_Document source_
_ _ _

Ces derniers temps, en plein génocide à Gaza, on a pu remarquer sur les médias français la présence intense de deux écrivains d'origine algérienne, connus pour leur francophilie exacerbée et qui ont pour traits communs l'islamophobie, l'arabophobie et une sympathie affirmée pour Israël.

Leur discours est, en fait, composé de clichés bien connus malgré les efforts pour leur donner une tournure littéraire. Ces personnes sont appréciées par leurs interlocuteurs médiatiques parce qu’elles tiennent le langage qu’ils attendent, qu’ils souhaitent : "la menace islamiste, les zones sans droit, les quartiers perdus de la république, l’islamo-gauchisme, le voile de la soumission, la violence, la menace terroriste, le prosélytisme musulman, la menace du grand remplacement" etc... Mais elles le disent d’une voix supposée plus crédible que le discours récurrent en France sur ces thèmes car elles viennent du camp d’en face, celui-là même qu’elles dénoncent.

Leur discours est sur le mode : "moi je les connais bien " "je sais ce qu’ils pensent. Méfiez-vous d’eux. Attention ne vous laissez pas tromper par ce qu’ils disent devant vous. Moi je sais ce qu’ils disent entre eux. Il n’y a rien de bon chez eux, aucune intégration, ils sont très peu ceux qui sont français avant d’être arabes et musulmans" etc. Bien mieux que le discours des courants xénophobes français les plus extrêmes.

_ _ _

_Liste des données_
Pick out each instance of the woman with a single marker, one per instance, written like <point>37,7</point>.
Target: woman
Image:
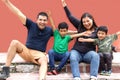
<point>83,51</point>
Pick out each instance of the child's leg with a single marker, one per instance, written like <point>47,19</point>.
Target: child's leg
<point>102,61</point>
<point>109,61</point>
<point>64,58</point>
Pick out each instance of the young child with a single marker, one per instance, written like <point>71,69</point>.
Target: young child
<point>104,43</point>
<point>60,52</point>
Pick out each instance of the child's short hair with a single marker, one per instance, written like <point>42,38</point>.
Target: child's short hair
<point>63,25</point>
<point>42,14</point>
<point>103,28</point>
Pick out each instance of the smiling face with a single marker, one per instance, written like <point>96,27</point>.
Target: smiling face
<point>87,23</point>
<point>42,21</point>
<point>101,35</point>
<point>63,32</point>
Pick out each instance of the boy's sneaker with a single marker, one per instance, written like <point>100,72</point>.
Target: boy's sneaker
<point>102,72</point>
<point>77,78</point>
<point>108,73</point>
<point>54,72</point>
<point>49,72</point>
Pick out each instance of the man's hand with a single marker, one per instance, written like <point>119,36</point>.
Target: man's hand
<point>63,3</point>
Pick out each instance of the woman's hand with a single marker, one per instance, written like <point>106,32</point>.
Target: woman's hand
<point>63,3</point>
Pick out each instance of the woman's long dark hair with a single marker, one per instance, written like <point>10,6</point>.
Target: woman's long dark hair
<point>81,27</point>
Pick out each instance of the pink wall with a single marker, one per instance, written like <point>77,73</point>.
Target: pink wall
<point>105,12</point>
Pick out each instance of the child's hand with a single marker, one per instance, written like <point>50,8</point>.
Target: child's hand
<point>63,3</point>
<point>81,39</point>
<point>86,33</point>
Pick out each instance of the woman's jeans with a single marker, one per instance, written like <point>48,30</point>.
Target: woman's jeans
<point>54,56</point>
<point>90,57</point>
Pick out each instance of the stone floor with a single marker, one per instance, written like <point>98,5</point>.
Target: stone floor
<point>62,76</point>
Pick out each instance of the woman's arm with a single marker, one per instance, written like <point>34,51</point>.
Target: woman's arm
<point>71,18</point>
<point>51,20</point>
<point>16,11</point>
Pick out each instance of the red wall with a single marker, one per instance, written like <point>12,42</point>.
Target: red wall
<point>105,12</point>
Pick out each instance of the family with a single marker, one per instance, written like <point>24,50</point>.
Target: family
<point>88,35</point>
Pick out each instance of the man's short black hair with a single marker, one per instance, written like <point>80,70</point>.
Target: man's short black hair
<point>42,14</point>
<point>63,25</point>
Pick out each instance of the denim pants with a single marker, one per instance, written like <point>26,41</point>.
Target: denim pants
<point>90,57</point>
<point>105,61</point>
<point>54,56</point>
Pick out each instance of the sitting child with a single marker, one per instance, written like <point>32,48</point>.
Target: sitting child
<point>60,52</point>
<point>104,44</point>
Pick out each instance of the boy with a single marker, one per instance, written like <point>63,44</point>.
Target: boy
<point>104,44</point>
<point>59,52</point>
<point>34,50</point>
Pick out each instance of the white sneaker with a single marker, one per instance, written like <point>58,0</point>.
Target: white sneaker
<point>76,78</point>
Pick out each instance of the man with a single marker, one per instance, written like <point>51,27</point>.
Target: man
<point>34,50</point>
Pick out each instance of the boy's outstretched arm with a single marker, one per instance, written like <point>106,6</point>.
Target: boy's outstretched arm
<point>80,34</point>
<point>15,10</point>
<point>118,33</point>
<point>51,20</point>
<point>63,3</point>
<point>86,40</point>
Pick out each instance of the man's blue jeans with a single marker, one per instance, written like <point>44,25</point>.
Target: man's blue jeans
<point>54,56</point>
<point>90,57</point>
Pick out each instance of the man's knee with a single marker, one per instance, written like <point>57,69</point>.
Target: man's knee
<point>14,43</point>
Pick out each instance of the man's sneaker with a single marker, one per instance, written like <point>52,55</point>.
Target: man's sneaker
<point>102,72</point>
<point>49,72</point>
<point>55,72</point>
<point>108,73</point>
<point>77,78</point>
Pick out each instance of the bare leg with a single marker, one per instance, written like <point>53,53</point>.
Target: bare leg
<point>14,47</point>
<point>43,67</point>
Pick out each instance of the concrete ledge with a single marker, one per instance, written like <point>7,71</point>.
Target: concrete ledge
<point>20,65</point>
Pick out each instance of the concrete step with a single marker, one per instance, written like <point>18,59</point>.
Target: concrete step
<point>62,76</point>
<point>20,66</point>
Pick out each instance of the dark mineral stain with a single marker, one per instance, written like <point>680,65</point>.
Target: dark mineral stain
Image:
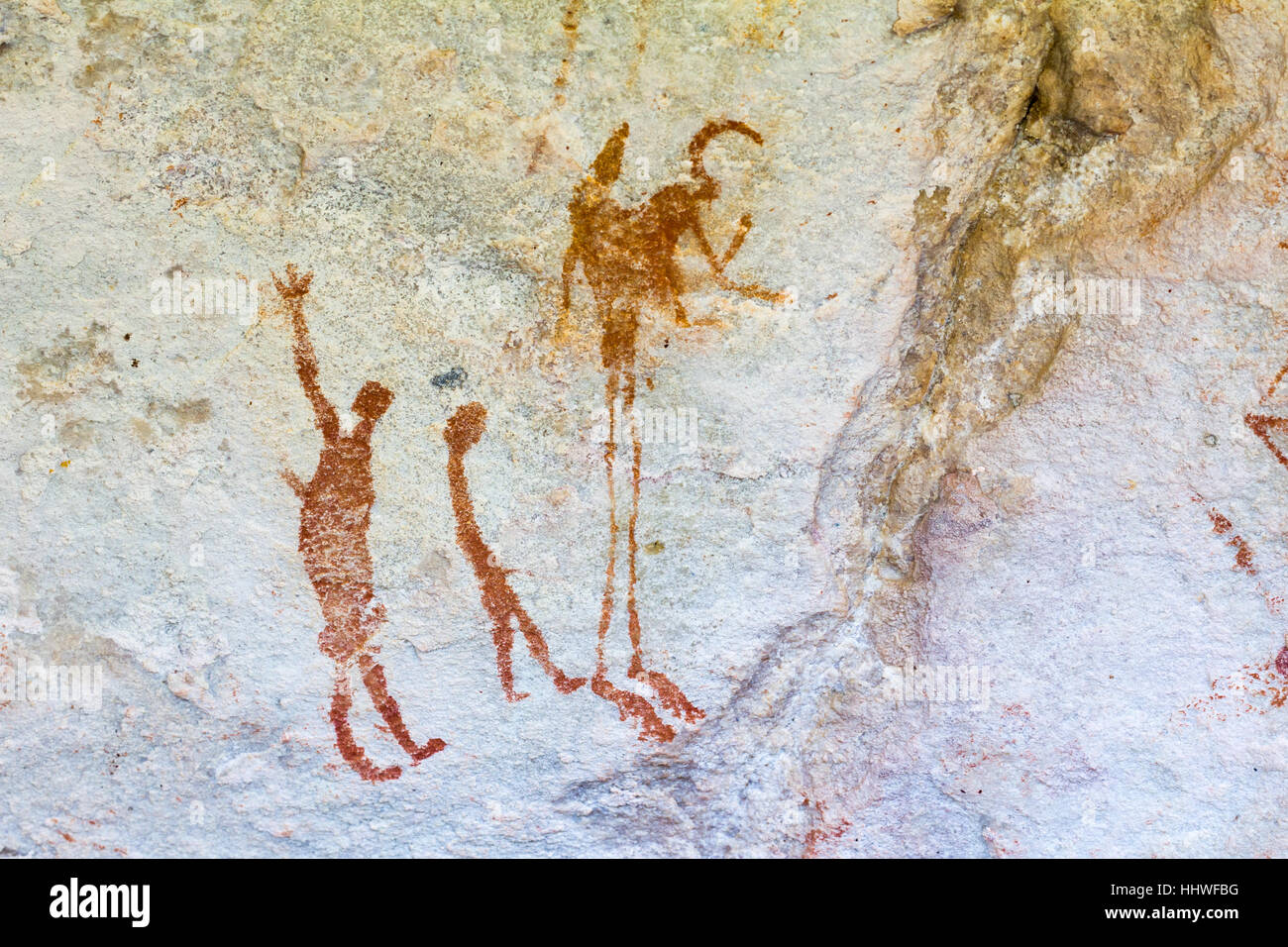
<point>452,377</point>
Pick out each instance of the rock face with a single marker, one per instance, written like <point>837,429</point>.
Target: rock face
<point>622,428</point>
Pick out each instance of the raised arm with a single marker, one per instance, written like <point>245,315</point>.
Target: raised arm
<point>292,292</point>
<point>719,263</point>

_ _ _

_À faire_
**A)** Dans le texte sur les deux écrivains d'origine algérienne, pourquoi leurs interlocuteurs médiatiques apprécient-ils ces personnes ?
**B)** Recopiez le passage du texte sur les deux écrivains d'origine algérienne qui commence par "Ces derniers temps, en" et se termine après "affirmée pour Israël.", en renommant "écrivains" en "auteurs".
**C)** Prolongez le texte sur les deux écrivains d'origine algérienne à partir de là où il s'arrête.

_Les réponses_
**A)** Parce qu'elles tiennent le langage que ces interlocuteurs attendent et souhaitent.

**B)**
Ces derniers temps, en plein génocide à Gaza, on a pu remarquer sur les médias français la présence intense de deux auteurs d'origine algérienne, connus pour leur francophilie exacerbée et qui ont pour traits communs l'islamophobie, l'arabophobie et une sympathie affirmée pour Israël.

**C)**
" Suis-je un traitre ?"

Ce qui est remarquable, c’est que, prenant les devants, ils n’hésitent pas à déclarer eux-mêmes que l’opinion publique, dans leurs pays, les considèrent comme des traitres.

"Suis-je un traitre ?", c’est la question étonnante que pose l’un d’eux dans une interview à une chaine de télévision, ce qui explique que nous mettions, tout le long de ce texte, ce mot de "traître" entre guillemets. Et il en propose lui-même la définition, "être contre les siens" Il se lance alors dans un véritable éloge, une ode à la "trahison" dans laquelle il voit un "contenu libérateur" en Algérie (1).

L’autre n’est pas en reste. Il déplore que "la France ait perdu sa volonté de puissance" et il alerte sur "le processus d’islamisation de la France", reprenant la "fameuse théorie du remplacement" qu’il voit achevé dans les "cinquante ans" à venir s’il n’est pas stoppé (2). Et cerise sur le gâteau, lui qui revendiquait les droits de la langue française en Algérie, affirme à présent, que " les pays qui n’ont pas de langue, qui ont trahit la leur, n’ont pas d’avenir." (3), mais cette fois ci pour défendre la langue française dont la qualité, dit-il, n’a cessé de se détériorer en France. Amusant, non ?

Chez tous deux, ici et là, il y a l’idée récurrente d’une guerre de libération dont le poids idéologique est à leurs yeux un carcan aujourd’hui pour l’émancipation du peuple algérien.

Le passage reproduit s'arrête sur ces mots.